Copy the records below, from the start through the line containing "[1,194,620,439]", swapping "backpack" for "rucksack" and changing nothing else. Leave the pictures out of your copy.
--- Start ---
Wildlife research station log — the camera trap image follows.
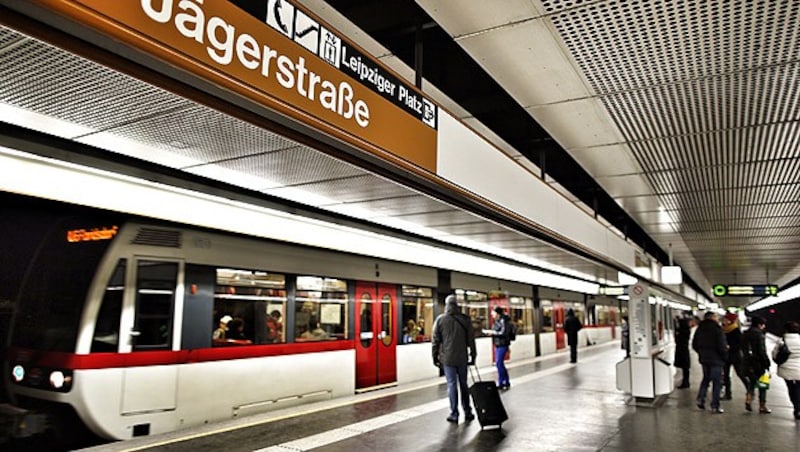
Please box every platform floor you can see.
[78,342,800,452]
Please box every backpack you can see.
[506,317,517,342]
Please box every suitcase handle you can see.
[467,364,483,383]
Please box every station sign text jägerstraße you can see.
[49,0,438,174]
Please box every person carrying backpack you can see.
[484,306,513,391]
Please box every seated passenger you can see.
[266,309,283,344]
[300,317,330,341]
[226,318,253,345]
[403,319,420,344]
[211,315,233,345]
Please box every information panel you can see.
[40,0,438,174]
[713,284,778,297]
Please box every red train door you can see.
[553,306,567,350]
[355,281,397,389]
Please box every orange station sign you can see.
[34,0,438,174]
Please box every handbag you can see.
[756,372,769,389]
[774,340,792,366]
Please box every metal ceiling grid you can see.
[98,105,298,163]
[542,0,800,290]
[0,34,191,132]
[0,22,632,290]
[209,145,365,187]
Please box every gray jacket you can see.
[432,303,478,366]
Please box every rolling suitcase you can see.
[469,366,508,430]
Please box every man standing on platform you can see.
[692,311,728,413]
[564,308,583,363]
[431,294,478,422]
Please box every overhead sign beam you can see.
[712,284,778,297]
[29,0,439,174]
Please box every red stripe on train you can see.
[8,340,354,370]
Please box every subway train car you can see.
[1,194,620,439]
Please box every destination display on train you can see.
[713,284,778,297]
[230,0,437,129]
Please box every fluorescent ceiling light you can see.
[0,103,94,139]
[617,272,639,286]
[0,147,599,295]
[661,265,683,285]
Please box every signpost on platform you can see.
[711,284,778,297]
[617,281,675,406]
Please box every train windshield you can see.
[11,217,117,352]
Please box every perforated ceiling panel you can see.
[0,27,616,286]
[542,0,800,294]
[0,35,191,130]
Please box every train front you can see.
[5,216,118,438]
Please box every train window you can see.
[456,289,490,337]
[295,276,348,342]
[508,297,533,334]
[542,300,554,332]
[133,260,178,350]
[91,259,127,352]
[401,286,433,344]
[213,268,287,346]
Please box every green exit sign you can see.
[712,284,778,297]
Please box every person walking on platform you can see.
[483,306,511,391]
[564,308,583,363]
[675,317,692,389]
[431,294,478,422]
[722,312,747,400]
[772,321,800,421]
[742,315,772,414]
[692,311,728,413]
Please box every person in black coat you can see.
[742,315,772,414]
[722,312,747,400]
[564,308,583,363]
[431,294,478,423]
[675,317,692,389]
[692,311,728,413]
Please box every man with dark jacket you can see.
[564,308,583,363]
[692,311,728,413]
[741,315,772,414]
[674,316,692,389]
[431,294,478,422]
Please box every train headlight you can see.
[11,364,25,383]
[50,370,72,392]
[50,370,64,389]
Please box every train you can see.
[5,194,624,440]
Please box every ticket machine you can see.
[617,281,675,405]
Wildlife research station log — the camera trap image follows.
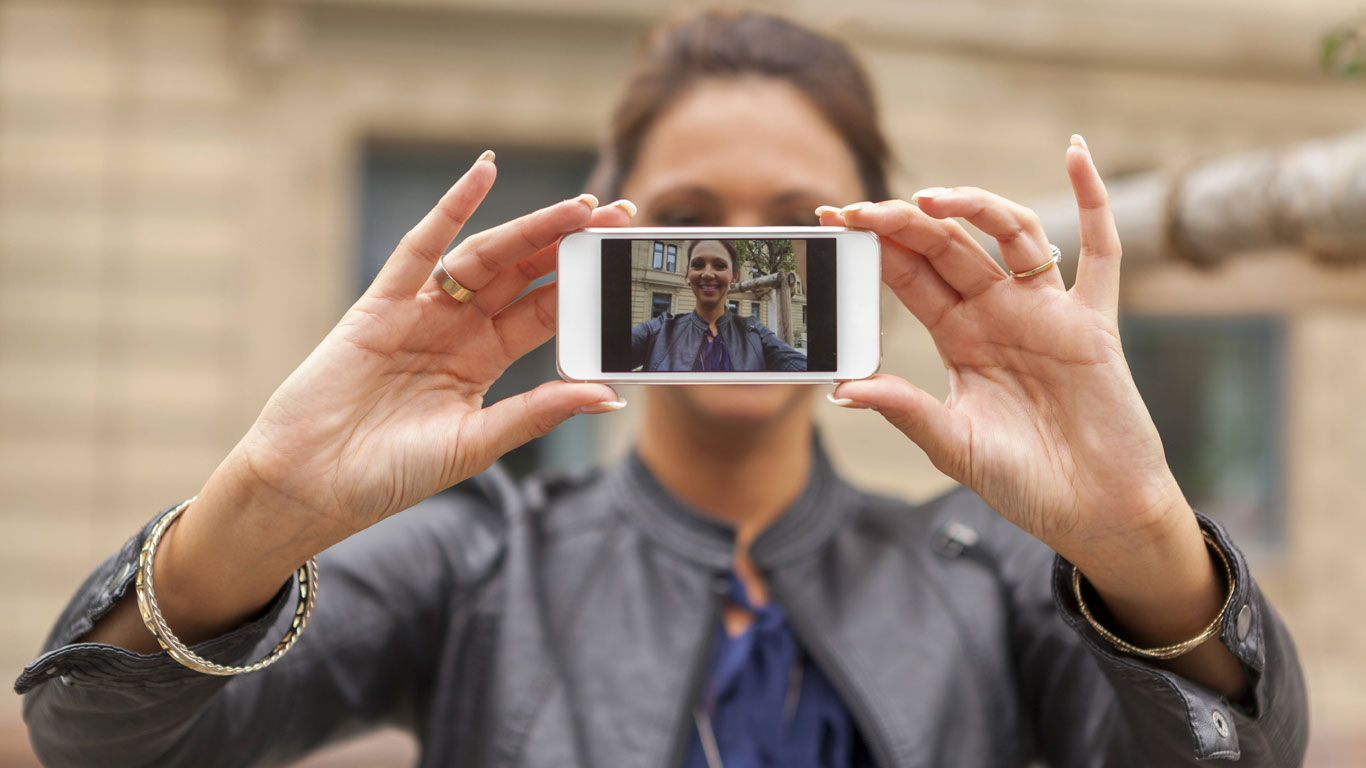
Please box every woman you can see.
[18,7,1306,768]
[631,241,806,370]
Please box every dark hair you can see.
[683,238,740,279]
[591,11,891,200]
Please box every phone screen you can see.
[601,238,839,373]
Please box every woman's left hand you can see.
[821,137,1208,584]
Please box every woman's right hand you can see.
[225,151,630,541]
[86,153,634,652]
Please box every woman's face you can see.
[687,241,735,309]
[622,77,863,425]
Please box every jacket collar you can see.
[687,309,735,333]
[608,439,855,570]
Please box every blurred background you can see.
[0,0,1366,765]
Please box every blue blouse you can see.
[686,573,872,768]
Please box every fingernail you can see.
[911,187,953,205]
[574,400,626,414]
[825,392,877,411]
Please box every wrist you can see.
[153,455,332,644]
[1064,500,1228,646]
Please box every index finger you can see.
[429,193,597,299]
[1067,135,1121,316]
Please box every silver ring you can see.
[1011,243,1063,280]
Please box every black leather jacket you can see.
[16,445,1306,768]
[631,312,806,370]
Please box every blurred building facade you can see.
[0,0,1366,765]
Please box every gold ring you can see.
[1011,243,1063,280]
[432,257,474,303]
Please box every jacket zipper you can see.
[764,573,896,768]
[664,575,729,768]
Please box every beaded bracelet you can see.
[1072,530,1238,660]
[137,496,318,675]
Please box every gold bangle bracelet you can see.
[137,497,318,676]
[1072,530,1238,660]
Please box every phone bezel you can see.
[555,227,882,384]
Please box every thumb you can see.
[460,381,626,469]
[829,373,967,480]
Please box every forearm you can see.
[1064,491,1249,701]
[83,454,332,653]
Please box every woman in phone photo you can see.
[631,241,806,372]
[16,12,1307,768]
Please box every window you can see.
[1120,316,1285,552]
[650,294,673,318]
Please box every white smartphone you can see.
[556,227,882,384]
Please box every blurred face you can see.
[622,77,863,424]
[687,241,735,309]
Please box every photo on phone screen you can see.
[601,238,837,373]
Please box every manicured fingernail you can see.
[608,198,635,216]
[825,392,877,411]
[575,400,626,414]
[911,187,952,205]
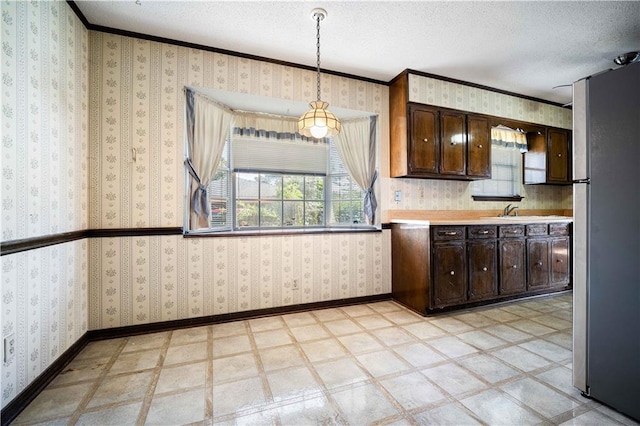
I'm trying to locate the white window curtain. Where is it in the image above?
[472,125,527,197]
[333,116,378,225]
[491,125,527,152]
[185,88,233,230]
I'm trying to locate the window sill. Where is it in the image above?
[183,226,382,238]
[471,195,524,201]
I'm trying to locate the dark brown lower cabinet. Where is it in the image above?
[391,223,571,315]
[527,238,549,290]
[500,238,527,294]
[549,237,571,287]
[433,241,467,308]
[467,240,498,301]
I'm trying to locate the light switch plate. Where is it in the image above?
[3,334,16,364]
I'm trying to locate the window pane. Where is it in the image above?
[304,201,324,226]
[260,175,282,200]
[282,176,304,200]
[210,200,227,228]
[260,201,283,227]
[236,173,258,200]
[331,176,351,200]
[304,176,325,200]
[236,200,259,227]
[282,201,304,226]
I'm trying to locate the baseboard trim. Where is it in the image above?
[87,293,392,341]
[0,333,90,426]
[0,293,392,426]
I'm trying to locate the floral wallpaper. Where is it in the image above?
[90,32,388,228]
[0,1,89,407]
[0,1,571,407]
[89,32,391,329]
[89,231,391,329]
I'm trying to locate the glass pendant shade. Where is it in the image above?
[298,100,340,139]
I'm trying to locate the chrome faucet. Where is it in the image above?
[502,204,518,216]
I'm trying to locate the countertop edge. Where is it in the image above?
[391,216,573,226]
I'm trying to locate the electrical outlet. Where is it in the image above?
[3,334,16,363]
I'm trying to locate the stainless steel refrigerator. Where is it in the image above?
[573,63,640,421]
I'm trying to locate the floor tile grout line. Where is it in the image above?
[204,326,214,421]
[136,331,173,425]
[68,337,129,426]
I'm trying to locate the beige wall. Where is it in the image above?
[89,32,391,329]
[1,2,571,407]
[0,1,89,407]
[382,74,573,220]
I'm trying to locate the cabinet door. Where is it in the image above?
[551,237,570,286]
[467,240,498,300]
[527,238,549,290]
[467,115,491,178]
[500,238,527,294]
[440,111,467,175]
[433,241,467,308]
[408,107,440,174]
[547,129,571,183]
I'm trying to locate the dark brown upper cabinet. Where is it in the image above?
[524,127,572,185]
[391,104,491,180]
[389,75,491,180]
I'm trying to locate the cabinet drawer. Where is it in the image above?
[432,226,464,241]
[527,223,547,236]
[549,223,569,235]
[499,225,524,238]
[467,226,498,238]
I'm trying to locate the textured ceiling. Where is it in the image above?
[76,0,640,103]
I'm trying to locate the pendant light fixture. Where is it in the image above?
[298,8,340,139]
--- End ---
=== Full response ===
Wildlife research station log — the camera trap image follows.
Please box every platform floor you can see.
[78,342,800,452]
Please box every rucksack you can see.
[506,317,517,342]
Please box every suitcase handle you can see.
[467,364,483,383]
Please box every station sign text jägerstraße you can see.
[49,0,438,174]
Please box every person carrying rucksack you can see.
[484,306,513,391]
Please box every seated passenger you can see.
[266,309,283,344]
[300,317,330,341]
[226,318,253,345]
[403,319,420,344]
[211,315,233,345]
Please box every information panel you can see.
[40,0,438,174]
[713,284,778,297]
Please box every red train door you can see.
[553,306,567,350]
[355,281,397,389]
Please box every orange station sign you can see.
[34,0,438,174]
Please box every handbag you can see.
[756,372,769,389]
[774,340,792,366]
Please box every metal ceiling grid you can see.
[98,105,298,163]
[542,0,800,290]
[0,34,191,132]
[0,22,632,290]
[209,145,365,187]
Please box every gray jacket you can see.
[432,303,478,366]
Please box every rolling suitcase you can see.
[469,366,508,430]
Please box every man standing on platform you can see.
[692,311,728,413]
[564,308,583,363]
[431,294,478,422]
Please box every overhead sign beam you can see.
[712,284,778,297]
[29,0,439,174]
Please box every red stripe on train you can see.
[8,340,354,370]
Please box every subway train car you can see.
[1,194,620,439]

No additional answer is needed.